Source data
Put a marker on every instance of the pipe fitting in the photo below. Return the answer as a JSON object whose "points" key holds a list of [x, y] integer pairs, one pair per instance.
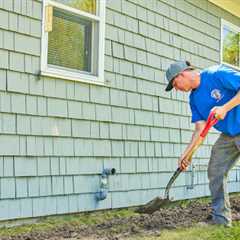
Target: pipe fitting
{"points": [[104, 183]]}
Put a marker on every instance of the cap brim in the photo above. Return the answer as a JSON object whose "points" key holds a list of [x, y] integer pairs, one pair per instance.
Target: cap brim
{"points": [[169, 86]]}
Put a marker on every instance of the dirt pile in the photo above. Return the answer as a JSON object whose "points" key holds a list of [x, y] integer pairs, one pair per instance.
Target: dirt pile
{"points": [[121, 227]]}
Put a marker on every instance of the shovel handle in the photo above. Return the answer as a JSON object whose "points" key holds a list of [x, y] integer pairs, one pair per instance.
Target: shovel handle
{"points": [[212, 120]]}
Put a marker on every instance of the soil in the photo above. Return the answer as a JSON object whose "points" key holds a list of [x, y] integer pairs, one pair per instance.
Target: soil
{"points": [[138, 224]]}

• Exercise prompt
Reproduce exactly the line containing "Put a marker on every instance of the dirt" and every line after it through the end of the records above, and nothing else.

• Exercise answer
Put a marker on every instance of the dirt pile in the photo above. Return the answer as a JSON object whose "points" key holds a list of [x, y] integer pairs, one pair per instance.
Target: dirt pile
{"points": [[121, 227]]}
Put a marker on every instance of the shovel handle in the photo above. Return the answer as a JSON object whose "points" key holds a list of [x, y] integer pairs, one pair per instance.
Target: shovel handle
{"points": [[212, 120]]}
Put a marker on every instance of the soil in the photo above. Return the answer as a JSON object whose "points" key holds a list of [x, y] integer pairs, one pair per instance.
Target: soil
{"points": [[138, 224]]}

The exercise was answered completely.